* **Your goal**
Your task is to transcribe the data in full.

* **Extracted material**
++++++
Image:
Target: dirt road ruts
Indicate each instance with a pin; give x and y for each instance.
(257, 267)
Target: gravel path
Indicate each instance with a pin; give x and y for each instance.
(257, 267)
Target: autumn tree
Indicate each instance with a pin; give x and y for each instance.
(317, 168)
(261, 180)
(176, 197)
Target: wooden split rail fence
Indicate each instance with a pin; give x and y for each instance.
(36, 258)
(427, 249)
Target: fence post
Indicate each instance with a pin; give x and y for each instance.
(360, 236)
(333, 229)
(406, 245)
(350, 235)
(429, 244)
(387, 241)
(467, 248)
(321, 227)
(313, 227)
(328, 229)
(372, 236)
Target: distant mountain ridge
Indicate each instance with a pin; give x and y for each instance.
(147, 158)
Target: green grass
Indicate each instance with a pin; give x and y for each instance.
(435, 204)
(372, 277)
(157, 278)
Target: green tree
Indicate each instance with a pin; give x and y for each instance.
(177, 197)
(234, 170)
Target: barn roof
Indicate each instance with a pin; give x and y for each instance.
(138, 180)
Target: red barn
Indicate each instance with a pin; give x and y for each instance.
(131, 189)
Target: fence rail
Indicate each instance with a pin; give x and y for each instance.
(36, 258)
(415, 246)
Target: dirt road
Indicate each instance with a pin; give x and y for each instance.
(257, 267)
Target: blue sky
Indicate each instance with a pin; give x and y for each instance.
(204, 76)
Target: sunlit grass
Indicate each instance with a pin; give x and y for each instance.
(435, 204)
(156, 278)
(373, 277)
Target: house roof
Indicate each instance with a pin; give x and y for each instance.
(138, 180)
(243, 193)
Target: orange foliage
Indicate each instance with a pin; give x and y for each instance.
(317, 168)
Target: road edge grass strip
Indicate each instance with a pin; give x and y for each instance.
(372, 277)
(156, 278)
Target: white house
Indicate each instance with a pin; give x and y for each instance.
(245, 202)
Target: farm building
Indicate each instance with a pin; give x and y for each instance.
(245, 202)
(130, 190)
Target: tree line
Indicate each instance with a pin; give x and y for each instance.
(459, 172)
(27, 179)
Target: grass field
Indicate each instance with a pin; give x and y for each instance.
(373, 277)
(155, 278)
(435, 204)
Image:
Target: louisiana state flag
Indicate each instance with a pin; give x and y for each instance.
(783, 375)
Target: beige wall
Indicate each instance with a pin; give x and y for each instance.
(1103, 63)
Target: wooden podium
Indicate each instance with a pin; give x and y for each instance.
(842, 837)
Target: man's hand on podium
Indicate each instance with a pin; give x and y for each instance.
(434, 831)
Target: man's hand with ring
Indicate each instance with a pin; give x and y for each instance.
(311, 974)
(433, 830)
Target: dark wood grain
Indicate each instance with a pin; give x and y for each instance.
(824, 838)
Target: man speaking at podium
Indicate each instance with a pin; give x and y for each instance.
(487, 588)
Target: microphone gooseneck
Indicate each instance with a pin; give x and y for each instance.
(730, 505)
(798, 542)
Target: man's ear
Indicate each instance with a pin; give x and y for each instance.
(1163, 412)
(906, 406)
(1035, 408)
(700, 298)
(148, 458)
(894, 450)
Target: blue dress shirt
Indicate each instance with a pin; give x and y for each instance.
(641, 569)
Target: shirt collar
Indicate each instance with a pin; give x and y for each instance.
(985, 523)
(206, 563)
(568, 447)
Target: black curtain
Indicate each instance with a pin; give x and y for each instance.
++++++
* **Task answer**
Image:
Target: dirt road ruts
Indicate each instance with a pin; give x and y for each instance.
(257, 267)
Target: gravel path
Indicate each instance with a pin; give x and y for each instance.
(257, 267)
Target: autumn tree
Indicate each instance with a pin; give x and y for each instance.
(317, 168)
(261, 180)
(176, 197)
Target: wooden split rail fence
Indicate each instance with a pin; give x and y for each instance.
(36, 258)
(427, 249)
Target: fence post
Indicate each instance with a pin; give x and y for each instance.
(360, 236)
(333, 229)
(406, 245)
(350, 235)
(429, 244)
(387, 241)
(467, 248)
(321, 227)
(313, 227)
(328, 229)
(372, 236)
Target: distant mountain ridge
Indicate each instance with a pin; give x and y for each instance.
(147, 158)
Target: green grass
Indicate each instance with a pin; give x and y for each instance.
(435, 204)
(372, 277)
(157, 278)
Target: green tree
Indicate each instance with a pin; give x and y for each instance.
(177, 197)
(234, 170)
Target: barn roof
Indicate each instance with a pin; give x and y for each instance.
(138, 180)
Target: red barn
Indicate each instance with a pin; give x and y for each instance.
(131, 189)
Target: fence rail
Indicate each instance with a pin; give x and y for each instance.
(36, 258)
(415, 246)
Target: dirt road
Indicate each instance with a pin; give x and y for each instance.
(257, 267)
Target: blue sky
Indicate each instance with a pin; give x and y for each instance.
(204, 76)
Target: sunlit grass
Indicate each instance with a pin; give x and y for each instance.
(435, 204)
(156, 278)
(373, 277)
Target: house roof
Indicate each instance with a pin; give x and y for each instance.
(138, 180)
(243, 193)
Target: orange foliage
Indicate each instance with a pin; give x and y for each instance.
(317, 168)
Target: road edge grass strip
Indicate each instance with a pin; give x and y for each instance.
(372, 277)
(156, 278)
Target: white house
Indicate each instance with a pin; give x and y for each instance.
(245, 202)
Target: farm building
Indicate each instance with a pin; give x and y for each instance.
(245, 202)
(130, 190)
Target: tree line
Indicate each instance with a pin; give x and y for each instance.
(459, 172)
(27, 179)
Target: grass field
Indicate each instance with a pin; give x and y for each instance.
(373, 277)
(155, 278)
(435, 204)
Image:
Target: louisiana state flag
Indicate each instance with a pin; give x and y for each instance.
(783, 375)
Target: beige wall
Indicate each instance with a pin; give x and y for each instance.
(1103, 63)
Target: wooden podium
Indicate each instance with a pin; give x and y for each instance.
(842, 837)
Target: man's hand on podium
Indicate each instance with a pin; give x and y for each instance.
(434, 831)
Target: man's hand with ring
Indicate each instance with a pin; give x and y for each instance.
(311, 974)
(433, 830)
Target: dark wood grain
Indicate each instance with a pin; give x and y for each instance.
(824, 838)
Target: man speaking at podium
Indicate each instance with a pin; give x and y for each instance.
(487, 588)
Target: microphone gooseneck
Indicate each instance with a pin; give x and y for each instance.
(730, 505)
(798, 542)
Target: man's ear
Indicate each instance with a pin; give x and y for each instance.
(1163, 412)
(906, 406)
(1035, 408)
(700, 298)
(148, 458)
(894, 450)
Target: blue dress shirt
Indicate each instance with a pin; give x and y for each instance.
(641, 569)
Target: shirt collar
Indicate each instance with a pin; give x and y for each instance.
(985, 523)
(206, 563)
(568, 447)
Target: black curtain
Indicate each instance with a pin; give x and y for each instance.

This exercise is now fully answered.